— Start of DATA RECORDS —

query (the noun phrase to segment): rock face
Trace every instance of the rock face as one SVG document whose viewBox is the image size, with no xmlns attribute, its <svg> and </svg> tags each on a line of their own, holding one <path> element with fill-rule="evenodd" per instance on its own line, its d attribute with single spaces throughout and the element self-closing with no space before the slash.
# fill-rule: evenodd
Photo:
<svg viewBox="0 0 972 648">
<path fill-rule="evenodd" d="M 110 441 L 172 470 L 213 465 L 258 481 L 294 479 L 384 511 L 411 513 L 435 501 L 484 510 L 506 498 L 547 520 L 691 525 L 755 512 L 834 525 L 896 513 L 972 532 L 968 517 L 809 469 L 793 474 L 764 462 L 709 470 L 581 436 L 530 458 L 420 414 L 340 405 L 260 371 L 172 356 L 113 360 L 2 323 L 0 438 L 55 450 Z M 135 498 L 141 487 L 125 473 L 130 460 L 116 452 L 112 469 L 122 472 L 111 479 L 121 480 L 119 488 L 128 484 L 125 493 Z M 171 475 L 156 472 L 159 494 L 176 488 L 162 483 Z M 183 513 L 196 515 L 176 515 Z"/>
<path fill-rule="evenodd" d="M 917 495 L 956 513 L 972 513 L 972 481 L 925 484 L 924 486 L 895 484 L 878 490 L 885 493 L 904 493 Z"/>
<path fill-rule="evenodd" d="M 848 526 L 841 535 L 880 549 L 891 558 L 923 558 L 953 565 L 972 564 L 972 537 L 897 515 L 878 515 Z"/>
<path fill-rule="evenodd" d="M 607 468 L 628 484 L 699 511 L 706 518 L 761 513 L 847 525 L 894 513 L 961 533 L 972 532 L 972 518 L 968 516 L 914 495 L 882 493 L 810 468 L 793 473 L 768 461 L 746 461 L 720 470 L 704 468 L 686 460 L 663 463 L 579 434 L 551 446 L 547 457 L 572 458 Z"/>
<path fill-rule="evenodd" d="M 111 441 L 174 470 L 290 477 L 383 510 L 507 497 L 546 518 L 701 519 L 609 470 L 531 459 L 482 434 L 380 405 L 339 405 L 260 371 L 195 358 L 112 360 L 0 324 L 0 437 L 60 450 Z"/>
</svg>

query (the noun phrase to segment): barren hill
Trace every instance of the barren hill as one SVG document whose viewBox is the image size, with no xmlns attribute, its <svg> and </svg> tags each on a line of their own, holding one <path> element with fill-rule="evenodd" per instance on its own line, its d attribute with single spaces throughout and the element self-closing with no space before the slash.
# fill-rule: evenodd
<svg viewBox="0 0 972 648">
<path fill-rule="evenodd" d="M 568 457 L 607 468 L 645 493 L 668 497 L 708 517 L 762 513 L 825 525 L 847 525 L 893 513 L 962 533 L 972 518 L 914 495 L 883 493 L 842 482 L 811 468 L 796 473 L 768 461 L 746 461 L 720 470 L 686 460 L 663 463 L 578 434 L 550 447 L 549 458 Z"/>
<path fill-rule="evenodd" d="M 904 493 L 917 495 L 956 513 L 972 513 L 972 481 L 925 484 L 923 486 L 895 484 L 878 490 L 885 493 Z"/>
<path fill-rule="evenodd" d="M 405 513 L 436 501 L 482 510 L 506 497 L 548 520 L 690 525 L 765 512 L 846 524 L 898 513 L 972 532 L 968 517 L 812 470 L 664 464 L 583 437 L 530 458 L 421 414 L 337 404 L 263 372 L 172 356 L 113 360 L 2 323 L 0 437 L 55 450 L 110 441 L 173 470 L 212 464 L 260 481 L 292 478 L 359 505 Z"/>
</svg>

— End of DATA RECORDS —

__WHAT IS BEING ASKED__.
Quote, character for character, the part of the records that opens with the line containing "query (the noun phrase to segment): barren" and closes at the end of the records.

__PROBLEM SOLUTION__.
query (the noun phrase to segment): barren hill
Trace every instance of the barren hill as one SVG document whose viewBox is the image size, with no xmlns attribute, its <svg> and </svg> tags each on a line of their own, holding one <path> element with fill-rule="evenodd" per instance on its own line, its d attribute with single spaces throughout and the element self-closing with no space before the slash.
# fill-rule: evenodd
<svg viewBox="0 0 972 648">
<path fill-rule="evenodd" d="M 568 457 L 607 468 L 645 493 L 668 497 L 708 517 L 762 513 L 825 525 L 847 525 L 893 513 L 962 533 L 972 518 L 914 495 L 883 493 L 842 482 L 811 468 L 796 473 L 768 461 L 746 461 L 720 470 L 686 460 L 663 463 L 578 434 L 550 447 L 549 458 Z"/>
<path fill-rule="evenodd" d="M 904 493 L 917 495 L 956 513 L 972 513 L 972 481 L 925 484 L 923 486 L 895 484 L 878 490 L 885 493 Z"/>
<path fill-rule="evenodd" d="M 405 513 L 436 501 L 482 510 L 506 497 L 548 520 L 690 525 L 765 512 L 846 524 L 898 513 L 972 532 L 968 517 L 812 470 L 664 464 L 583 437 L 530 458 L 421 414 L 337 404 L 263 372 L 172 356 L 113 360 L 2 323 L 0 437 L 55 450 L 110 441 L 173 470 L 212 464 L 260 481 L 292 478 L 359 505 Z"/>
</svg>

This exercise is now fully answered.